▶ _Source excerpt_

Here is Part 4 of my personal journey test and comparison framework.

So the last framework on my test list was Laravel.

I have to admit that Laravel at first was not on my shortlist. I have done a bit of PHP in the past and I was not at all convinced. But when testing Vue.js, many members of the Vue.js community referred to Laravel as a great backend. After hearing this over and over again, I decided to go to Laravel's website to see for myself how this PHP framework could be so different and why so much love.

While exploring Laravel's website, I immediately noticed how good the official documentation was. By clicking here and there on the site I was taken to a training site called Laracast. Wow! I think this is where the honeymoon begins. I think Laracast is the best training website I have come across in quite a while. I started to watch some introductory Laravel videos and couldn't stop for several days. Yes really!

I have to say that Laravel has nothing to do with the old PHP I remembered. The code is clean, well thought out, and easy to use.

▶ _Given information_
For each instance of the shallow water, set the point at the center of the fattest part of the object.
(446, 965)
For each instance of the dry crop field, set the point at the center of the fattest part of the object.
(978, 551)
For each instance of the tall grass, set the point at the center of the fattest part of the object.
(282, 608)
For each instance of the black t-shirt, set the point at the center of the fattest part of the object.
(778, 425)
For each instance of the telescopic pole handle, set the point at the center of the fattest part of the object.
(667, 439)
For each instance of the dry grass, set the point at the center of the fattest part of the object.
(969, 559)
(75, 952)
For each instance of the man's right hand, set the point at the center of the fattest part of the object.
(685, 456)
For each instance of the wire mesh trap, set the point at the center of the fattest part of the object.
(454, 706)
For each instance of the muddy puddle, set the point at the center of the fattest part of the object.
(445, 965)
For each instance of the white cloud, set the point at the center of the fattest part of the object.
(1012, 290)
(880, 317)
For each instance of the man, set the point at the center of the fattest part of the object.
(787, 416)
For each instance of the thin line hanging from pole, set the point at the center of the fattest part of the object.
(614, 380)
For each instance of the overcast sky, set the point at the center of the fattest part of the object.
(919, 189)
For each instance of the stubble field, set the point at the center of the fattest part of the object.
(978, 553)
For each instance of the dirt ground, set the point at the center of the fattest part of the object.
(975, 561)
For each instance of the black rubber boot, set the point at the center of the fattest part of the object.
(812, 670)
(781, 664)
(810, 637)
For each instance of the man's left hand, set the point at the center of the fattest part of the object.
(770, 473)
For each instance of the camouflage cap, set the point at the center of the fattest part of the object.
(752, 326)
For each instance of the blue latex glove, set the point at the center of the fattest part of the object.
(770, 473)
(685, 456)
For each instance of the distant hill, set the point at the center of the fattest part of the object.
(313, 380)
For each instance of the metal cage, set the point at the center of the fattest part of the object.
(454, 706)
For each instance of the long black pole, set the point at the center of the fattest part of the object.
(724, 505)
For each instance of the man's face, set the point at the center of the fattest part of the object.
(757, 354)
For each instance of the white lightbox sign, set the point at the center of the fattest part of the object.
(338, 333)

▶ _Exercise description_
Rewrite the stretch of the Laravel excerpt from "So the last" through "days. Yes really!", substituting "Laracasts" for "Laracast". The items above are separate material, apart from the Laravel excerpt.

▶ _Exercise solution_
So the last framework on my test list was Laravel.

I have to admit that Laravel at first was not on my shortlist. I have done a bit of PHP in the past and I was not at all convinced. But when testing Vue.js, many members of the Vue.js community referred to Laravel as a great backend. After hearing this over and over again, I decided to go to Laravel's website to see for myself how this PHP framework could be so different and why so much love.

While exploring Laravel's website, I immediately noticed how good the official documentation was. By clicking here and there on the site I was taken to a training site called Laracasts. Wow! I think this is where the honeymoon begins. I think Laracasts is the best training website I have come across in quite a while. I started to watch some introductory Laravel videos and couldn't stop for several days. Yes really!